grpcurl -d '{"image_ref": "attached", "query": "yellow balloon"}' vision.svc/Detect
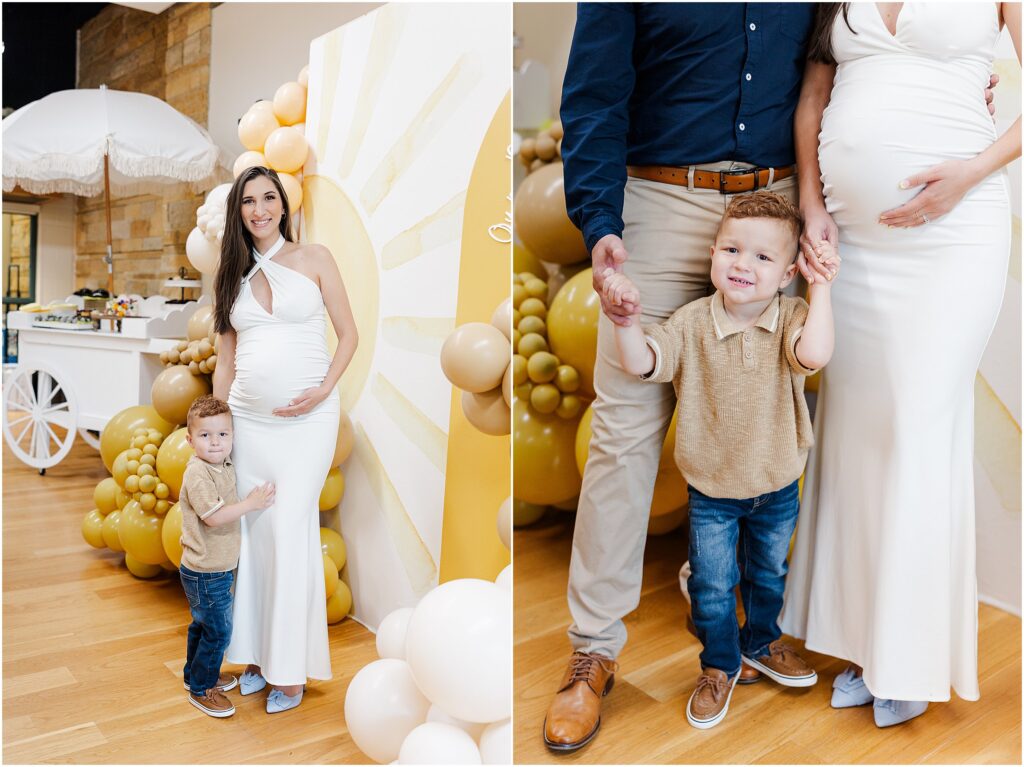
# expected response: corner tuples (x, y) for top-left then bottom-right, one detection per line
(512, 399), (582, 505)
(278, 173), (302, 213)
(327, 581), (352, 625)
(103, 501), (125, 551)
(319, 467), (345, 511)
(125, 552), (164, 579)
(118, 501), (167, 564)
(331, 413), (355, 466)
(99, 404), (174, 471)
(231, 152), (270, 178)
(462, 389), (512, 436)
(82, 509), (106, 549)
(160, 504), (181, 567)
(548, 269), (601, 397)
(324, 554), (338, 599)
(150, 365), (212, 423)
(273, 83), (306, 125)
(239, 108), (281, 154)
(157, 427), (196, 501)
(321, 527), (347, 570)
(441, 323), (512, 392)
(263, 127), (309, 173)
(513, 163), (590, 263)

----------------

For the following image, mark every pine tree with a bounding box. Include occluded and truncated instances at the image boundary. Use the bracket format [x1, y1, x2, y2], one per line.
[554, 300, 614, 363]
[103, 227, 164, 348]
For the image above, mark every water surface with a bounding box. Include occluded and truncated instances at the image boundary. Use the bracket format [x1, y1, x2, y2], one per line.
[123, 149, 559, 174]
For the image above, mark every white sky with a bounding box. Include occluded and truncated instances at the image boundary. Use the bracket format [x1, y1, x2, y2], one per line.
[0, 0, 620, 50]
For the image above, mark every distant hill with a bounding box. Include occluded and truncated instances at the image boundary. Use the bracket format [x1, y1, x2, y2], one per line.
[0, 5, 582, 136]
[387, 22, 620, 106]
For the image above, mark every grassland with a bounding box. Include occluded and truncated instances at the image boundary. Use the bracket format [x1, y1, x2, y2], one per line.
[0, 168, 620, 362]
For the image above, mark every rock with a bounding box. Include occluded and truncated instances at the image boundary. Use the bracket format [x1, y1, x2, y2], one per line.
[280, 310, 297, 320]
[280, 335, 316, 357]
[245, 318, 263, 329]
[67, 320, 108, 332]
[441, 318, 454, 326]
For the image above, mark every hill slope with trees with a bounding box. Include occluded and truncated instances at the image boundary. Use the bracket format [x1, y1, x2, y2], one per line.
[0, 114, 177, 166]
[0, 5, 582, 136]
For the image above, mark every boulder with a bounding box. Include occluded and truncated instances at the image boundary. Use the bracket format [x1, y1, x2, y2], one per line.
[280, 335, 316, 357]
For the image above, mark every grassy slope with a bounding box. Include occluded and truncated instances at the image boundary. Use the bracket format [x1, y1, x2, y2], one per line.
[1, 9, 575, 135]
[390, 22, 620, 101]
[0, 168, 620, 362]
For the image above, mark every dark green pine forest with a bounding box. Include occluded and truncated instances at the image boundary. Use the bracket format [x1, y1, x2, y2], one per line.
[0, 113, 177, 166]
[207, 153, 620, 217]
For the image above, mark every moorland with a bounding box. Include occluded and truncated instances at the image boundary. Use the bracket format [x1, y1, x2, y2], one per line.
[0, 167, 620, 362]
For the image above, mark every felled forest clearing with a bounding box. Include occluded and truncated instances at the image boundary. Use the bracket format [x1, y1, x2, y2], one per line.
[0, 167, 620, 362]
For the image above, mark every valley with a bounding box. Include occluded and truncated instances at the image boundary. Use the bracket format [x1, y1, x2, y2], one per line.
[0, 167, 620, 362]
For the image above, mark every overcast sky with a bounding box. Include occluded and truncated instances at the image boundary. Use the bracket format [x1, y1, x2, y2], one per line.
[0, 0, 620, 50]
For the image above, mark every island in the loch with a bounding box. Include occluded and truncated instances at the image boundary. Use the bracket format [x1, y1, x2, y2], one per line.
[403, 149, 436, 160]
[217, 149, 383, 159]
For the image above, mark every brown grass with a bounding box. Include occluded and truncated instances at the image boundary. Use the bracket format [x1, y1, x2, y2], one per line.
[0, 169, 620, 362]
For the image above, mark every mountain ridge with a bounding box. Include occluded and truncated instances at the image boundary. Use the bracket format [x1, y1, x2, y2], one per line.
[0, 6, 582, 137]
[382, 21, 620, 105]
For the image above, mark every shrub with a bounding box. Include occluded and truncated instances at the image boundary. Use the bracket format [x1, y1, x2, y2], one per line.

----------------

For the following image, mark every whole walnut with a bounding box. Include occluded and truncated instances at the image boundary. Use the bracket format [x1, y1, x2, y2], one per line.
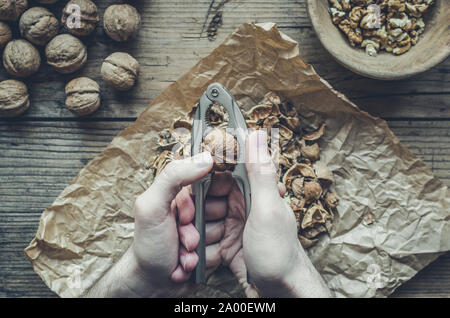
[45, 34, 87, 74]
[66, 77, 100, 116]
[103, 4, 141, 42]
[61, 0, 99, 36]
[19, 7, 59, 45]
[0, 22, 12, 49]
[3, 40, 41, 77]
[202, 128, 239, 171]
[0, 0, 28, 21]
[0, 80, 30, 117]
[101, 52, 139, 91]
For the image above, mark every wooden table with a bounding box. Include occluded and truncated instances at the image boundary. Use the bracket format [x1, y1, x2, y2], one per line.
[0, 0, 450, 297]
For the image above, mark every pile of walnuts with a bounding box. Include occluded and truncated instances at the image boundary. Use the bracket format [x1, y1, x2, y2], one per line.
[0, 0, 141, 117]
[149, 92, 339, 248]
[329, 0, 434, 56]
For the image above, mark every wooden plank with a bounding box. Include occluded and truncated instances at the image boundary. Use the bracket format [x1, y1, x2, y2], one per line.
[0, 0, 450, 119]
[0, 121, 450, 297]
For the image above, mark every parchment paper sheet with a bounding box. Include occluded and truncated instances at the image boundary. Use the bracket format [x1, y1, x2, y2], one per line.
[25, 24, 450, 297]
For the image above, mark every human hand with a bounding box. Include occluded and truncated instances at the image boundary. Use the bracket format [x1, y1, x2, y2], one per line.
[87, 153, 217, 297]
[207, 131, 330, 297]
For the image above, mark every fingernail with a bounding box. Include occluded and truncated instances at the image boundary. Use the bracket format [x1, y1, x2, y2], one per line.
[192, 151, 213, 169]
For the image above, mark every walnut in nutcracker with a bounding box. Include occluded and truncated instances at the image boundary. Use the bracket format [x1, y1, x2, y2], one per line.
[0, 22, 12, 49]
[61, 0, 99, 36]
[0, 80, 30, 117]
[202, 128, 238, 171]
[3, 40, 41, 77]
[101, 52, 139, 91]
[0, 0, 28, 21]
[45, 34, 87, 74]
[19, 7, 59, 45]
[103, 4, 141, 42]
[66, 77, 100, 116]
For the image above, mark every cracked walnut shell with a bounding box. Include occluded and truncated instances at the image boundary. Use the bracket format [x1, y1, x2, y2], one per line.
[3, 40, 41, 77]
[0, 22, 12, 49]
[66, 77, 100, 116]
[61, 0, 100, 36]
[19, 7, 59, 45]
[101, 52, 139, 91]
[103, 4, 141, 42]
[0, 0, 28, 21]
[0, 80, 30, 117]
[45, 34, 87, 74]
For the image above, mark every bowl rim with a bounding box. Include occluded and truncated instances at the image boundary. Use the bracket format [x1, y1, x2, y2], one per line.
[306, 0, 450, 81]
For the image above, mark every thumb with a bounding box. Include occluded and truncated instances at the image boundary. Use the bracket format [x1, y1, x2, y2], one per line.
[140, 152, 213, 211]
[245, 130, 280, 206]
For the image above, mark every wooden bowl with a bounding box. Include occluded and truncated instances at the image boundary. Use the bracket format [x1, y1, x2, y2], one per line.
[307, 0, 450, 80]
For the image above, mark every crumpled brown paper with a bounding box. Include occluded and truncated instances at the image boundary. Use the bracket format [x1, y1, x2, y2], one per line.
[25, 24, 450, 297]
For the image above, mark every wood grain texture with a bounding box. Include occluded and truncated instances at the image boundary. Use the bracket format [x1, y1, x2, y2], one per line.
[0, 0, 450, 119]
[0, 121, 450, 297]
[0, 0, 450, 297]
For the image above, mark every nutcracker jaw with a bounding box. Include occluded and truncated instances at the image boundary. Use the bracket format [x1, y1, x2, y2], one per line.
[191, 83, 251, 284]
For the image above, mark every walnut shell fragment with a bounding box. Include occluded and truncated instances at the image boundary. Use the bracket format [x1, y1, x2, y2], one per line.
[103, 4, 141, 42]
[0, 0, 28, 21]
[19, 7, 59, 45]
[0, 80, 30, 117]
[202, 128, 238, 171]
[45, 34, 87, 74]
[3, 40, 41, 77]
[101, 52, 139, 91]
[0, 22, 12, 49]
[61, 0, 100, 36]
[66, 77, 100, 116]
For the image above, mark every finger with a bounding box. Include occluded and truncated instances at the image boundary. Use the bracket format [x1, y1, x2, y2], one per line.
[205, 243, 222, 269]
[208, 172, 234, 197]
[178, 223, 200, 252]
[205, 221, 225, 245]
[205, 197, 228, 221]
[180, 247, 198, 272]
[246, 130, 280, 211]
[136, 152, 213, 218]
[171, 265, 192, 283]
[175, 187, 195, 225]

----------------

## Task objective
Please rewrite the records from the line with "For the image above, mark every overcast" to the line with "For the image above, mark every shrub", replacing "mountain ridge" with "mountain crest" and leaving everything else unchanged.

## Solution below
For the image above, mark every overcast sky with a bounding box. Include occluded and truncated instances at the image boundary. Use the bracket format [x1, y1, x2, y2], one per line.
[0, 0, 620, 50]
For the image above, mark every island in the loch with a bounding box. Include occluded and truncated instances at the image boundary. Use the bracket format [x1, y1, x2, y2], one per line.
[403, 149, 436, 160]
[217, 149, 383, 159]
For the image above, mark every brown grass with a bounding box. Include occluded and truncated instances at the image boundary. Use the bracket format [x1, y1, x2, y2], one per line.
[0, 169, 620, 362]
For the image above, mark every mountain crest with a bounding box. Include occluded and truncated instances at the image boundary. Use the bracket format [x1, y1, x2, y2], one per line.
[0, 6, 582, 137]
[382, 21, 620, 105]
For the image above, mark every shrub with a bounding box. Include occluded and truncated instances at the image boundary. Use the bracket format [x1, y1, x2, y2], one per line.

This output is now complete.